Harden, Paul and D'Antoni quickly formed a close bond through their respective past playoff disappointments — and the opportunity to banish their postseason demons and rewrite their legacies together. The opportunity at hand, as a result, made the tension tangible even before tipoff.

"You don't buy heart at the supermarket," D'Antoni said during his pregame news conference. "They've got it and we've got it. And we'll see what happens."

Neither heart nor Harden nor game contributions from Clint Capela (20 points and nine rebounds), Eric Gordon (23 points) and P.J. Tucker (14 points and 12 rebounds) were quite enough for a team that, in the very frank words of its general manager Daryl Morey, have long been "obsessed" with toppling the Warriors. Golden State found a way to overcome Thompson's three fouls in the first 3 minutes 39 seconds of the game, Durant's shaky start (three missed free throws in the first quarter) and Golden State's own significant absentee: Andre Iguodala.

The veteran swingman Iguodala, plagued by a lower leg contusion he suffered in a collision with Harden in Game 3, missed the final four games of the series.

*Source data*:
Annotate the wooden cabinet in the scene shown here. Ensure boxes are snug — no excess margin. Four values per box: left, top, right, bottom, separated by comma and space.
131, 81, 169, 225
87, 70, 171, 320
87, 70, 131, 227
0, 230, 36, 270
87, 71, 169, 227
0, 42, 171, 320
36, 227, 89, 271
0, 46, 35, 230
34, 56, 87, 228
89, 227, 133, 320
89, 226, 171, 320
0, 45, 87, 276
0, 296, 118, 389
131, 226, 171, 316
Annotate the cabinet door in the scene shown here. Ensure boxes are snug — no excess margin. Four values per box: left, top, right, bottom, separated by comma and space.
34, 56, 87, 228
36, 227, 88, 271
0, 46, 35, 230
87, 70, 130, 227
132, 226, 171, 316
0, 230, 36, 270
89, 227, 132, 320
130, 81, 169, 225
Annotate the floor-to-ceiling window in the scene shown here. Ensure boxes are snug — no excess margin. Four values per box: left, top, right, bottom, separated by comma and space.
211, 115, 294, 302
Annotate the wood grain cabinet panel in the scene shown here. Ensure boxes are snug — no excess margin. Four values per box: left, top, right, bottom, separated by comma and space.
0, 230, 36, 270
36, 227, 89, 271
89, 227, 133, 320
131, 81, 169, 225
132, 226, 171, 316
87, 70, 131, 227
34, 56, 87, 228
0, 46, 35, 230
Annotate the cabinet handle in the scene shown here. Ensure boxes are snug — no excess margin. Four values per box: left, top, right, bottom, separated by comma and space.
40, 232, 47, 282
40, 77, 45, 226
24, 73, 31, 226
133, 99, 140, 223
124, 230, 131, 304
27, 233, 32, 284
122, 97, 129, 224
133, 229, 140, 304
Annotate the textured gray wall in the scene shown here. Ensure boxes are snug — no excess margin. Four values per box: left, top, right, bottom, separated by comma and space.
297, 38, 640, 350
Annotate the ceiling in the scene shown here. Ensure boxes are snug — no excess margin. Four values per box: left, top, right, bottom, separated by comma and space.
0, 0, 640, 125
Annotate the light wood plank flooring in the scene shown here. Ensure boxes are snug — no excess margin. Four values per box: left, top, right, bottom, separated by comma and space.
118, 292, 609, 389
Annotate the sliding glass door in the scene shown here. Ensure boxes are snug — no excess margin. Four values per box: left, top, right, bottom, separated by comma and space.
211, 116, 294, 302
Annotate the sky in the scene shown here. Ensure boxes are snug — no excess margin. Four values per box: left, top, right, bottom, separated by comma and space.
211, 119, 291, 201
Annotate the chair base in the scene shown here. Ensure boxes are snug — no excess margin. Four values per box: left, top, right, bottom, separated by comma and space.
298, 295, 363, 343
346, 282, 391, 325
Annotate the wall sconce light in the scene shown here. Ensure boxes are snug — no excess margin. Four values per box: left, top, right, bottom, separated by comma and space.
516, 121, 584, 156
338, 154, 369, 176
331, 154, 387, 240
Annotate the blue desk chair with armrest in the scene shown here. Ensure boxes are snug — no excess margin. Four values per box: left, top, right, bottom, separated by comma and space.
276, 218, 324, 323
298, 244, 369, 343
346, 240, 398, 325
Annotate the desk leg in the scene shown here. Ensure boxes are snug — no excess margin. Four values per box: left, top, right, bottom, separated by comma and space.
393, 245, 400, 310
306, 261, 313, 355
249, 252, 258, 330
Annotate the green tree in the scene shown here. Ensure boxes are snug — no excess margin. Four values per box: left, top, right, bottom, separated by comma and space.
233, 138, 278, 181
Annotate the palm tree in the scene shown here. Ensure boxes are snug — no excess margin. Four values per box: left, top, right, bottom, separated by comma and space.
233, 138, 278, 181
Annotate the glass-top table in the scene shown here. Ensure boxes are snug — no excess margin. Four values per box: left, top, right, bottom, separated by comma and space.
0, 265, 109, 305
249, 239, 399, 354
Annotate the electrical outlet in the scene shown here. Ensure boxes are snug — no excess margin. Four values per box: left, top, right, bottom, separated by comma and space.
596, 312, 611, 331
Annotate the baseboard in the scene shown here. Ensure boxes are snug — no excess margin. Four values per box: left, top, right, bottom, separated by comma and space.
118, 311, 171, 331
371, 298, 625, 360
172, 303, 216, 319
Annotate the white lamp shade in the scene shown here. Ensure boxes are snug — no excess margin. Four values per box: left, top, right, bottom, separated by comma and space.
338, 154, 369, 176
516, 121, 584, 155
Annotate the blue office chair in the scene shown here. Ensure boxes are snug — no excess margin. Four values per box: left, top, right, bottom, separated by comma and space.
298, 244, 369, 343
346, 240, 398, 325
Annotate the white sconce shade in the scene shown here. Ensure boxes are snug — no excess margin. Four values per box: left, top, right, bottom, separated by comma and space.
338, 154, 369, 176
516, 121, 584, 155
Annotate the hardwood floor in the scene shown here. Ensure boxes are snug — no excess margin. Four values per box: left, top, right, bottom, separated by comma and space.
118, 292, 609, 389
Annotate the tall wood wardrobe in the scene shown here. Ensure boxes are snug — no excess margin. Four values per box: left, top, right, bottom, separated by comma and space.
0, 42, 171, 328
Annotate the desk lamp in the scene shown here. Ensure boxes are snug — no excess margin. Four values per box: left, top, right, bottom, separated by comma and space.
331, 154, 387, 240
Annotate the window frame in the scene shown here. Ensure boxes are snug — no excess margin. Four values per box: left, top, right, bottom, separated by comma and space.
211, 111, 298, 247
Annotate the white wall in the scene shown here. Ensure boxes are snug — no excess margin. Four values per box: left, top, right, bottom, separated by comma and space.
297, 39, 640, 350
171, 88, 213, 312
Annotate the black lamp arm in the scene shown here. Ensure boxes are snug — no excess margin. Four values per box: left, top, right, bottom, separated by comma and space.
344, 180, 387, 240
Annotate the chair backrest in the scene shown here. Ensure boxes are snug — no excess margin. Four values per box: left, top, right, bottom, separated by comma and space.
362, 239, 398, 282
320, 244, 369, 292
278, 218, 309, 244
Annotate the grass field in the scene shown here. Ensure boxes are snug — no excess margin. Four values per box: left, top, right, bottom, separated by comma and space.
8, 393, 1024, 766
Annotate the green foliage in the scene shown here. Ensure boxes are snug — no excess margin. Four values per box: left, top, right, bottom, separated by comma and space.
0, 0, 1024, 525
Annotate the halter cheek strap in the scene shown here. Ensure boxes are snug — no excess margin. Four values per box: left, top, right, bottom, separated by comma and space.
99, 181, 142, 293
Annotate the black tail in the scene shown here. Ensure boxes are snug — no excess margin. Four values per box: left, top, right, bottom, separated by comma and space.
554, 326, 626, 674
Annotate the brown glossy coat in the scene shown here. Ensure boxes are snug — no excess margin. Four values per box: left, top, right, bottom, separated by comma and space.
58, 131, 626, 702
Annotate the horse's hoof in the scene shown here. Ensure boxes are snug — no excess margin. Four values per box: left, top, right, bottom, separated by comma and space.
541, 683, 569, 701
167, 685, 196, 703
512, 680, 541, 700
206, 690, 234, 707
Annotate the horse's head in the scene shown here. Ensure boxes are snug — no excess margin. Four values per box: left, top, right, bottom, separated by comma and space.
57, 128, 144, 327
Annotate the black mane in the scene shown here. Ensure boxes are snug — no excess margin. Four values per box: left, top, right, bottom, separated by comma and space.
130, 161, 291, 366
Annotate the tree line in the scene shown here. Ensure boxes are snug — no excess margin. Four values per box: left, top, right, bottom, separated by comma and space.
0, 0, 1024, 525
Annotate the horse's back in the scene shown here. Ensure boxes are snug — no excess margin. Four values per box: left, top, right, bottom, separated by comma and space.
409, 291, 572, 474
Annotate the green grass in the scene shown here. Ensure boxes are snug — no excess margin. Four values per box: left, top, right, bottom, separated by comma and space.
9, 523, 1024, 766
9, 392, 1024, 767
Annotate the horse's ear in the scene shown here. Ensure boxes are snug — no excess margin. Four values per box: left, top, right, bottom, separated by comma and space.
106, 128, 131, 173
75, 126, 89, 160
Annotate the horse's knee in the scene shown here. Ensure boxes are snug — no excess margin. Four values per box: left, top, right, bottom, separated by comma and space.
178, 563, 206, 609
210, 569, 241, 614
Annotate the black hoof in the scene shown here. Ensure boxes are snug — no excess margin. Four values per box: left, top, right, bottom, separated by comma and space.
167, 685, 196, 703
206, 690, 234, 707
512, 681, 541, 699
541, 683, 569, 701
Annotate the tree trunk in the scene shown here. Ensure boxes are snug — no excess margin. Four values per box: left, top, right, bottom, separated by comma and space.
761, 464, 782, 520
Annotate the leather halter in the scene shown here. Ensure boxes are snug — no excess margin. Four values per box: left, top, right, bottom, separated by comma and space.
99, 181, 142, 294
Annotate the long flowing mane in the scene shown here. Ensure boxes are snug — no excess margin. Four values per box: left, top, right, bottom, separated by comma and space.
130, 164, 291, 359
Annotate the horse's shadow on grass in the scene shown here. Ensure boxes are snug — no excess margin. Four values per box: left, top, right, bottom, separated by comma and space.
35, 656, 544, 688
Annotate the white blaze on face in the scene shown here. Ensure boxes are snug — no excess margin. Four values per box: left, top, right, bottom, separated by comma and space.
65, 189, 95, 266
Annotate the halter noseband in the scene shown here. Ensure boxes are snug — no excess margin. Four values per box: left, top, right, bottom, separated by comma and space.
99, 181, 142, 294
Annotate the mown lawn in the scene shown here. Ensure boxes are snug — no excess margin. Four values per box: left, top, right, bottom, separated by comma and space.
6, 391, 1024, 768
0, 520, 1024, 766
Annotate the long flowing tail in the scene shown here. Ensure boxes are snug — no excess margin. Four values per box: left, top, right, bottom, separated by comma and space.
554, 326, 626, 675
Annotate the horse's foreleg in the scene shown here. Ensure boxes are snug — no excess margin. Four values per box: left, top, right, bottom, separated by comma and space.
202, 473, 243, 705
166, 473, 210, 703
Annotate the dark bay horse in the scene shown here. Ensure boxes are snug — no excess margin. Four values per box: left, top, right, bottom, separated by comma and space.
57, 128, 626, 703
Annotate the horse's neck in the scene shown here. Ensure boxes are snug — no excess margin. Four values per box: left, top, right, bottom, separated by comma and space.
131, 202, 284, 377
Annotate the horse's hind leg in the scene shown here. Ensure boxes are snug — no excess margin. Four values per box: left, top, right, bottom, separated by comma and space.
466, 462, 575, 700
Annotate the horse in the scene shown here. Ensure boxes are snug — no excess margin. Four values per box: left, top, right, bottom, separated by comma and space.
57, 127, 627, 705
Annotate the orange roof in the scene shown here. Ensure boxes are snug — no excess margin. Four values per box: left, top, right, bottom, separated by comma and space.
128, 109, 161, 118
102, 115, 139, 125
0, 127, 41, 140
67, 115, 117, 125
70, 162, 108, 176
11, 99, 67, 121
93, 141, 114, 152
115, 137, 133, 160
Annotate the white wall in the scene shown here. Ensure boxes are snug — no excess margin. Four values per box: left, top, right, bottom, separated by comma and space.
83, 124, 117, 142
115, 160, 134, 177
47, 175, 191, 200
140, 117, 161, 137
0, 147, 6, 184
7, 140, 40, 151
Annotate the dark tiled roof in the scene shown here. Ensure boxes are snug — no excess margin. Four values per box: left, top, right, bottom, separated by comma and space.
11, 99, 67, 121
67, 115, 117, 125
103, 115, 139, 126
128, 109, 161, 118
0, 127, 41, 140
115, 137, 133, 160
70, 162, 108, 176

*Problem 1*: In the entries, copy out the lines word for word, beginning at the line that contains "Annotate the horse's back" and stopping after the line that contains "409, 291, 572, 474".
*Problem 2*: Continue the article about the Rockets' playoff series against the Warriors, picking up after its last sentence.

*Task response 1*:
Annotate the horse's back in the scene shown here. Ensure boxes are snug — no excess margin. Four values per box: left, top, right, bottom, separated by comma and space.
409, 291, 572, 474

*Task response 2*:
"A big blow for us," Kerr said.

It will likely take multiple championships for the Warriors to feel they have truly avenged their unprecedented collapse from 3-1 in the 2016 NBA Finals. But surviving two elimination games and winning a Game 7 on the road — deep into a season they were widely expected to dominate — is a start.

"We haven't been in this position before," Curry said after Houston had seized a 3-2 lead. He went to call it "a chapter we need to figure out and finish this story."

Without Iguodala, who certainly isn't the Warriors' best player but is widely considered through the organization as the smartest, they figured it out indeed.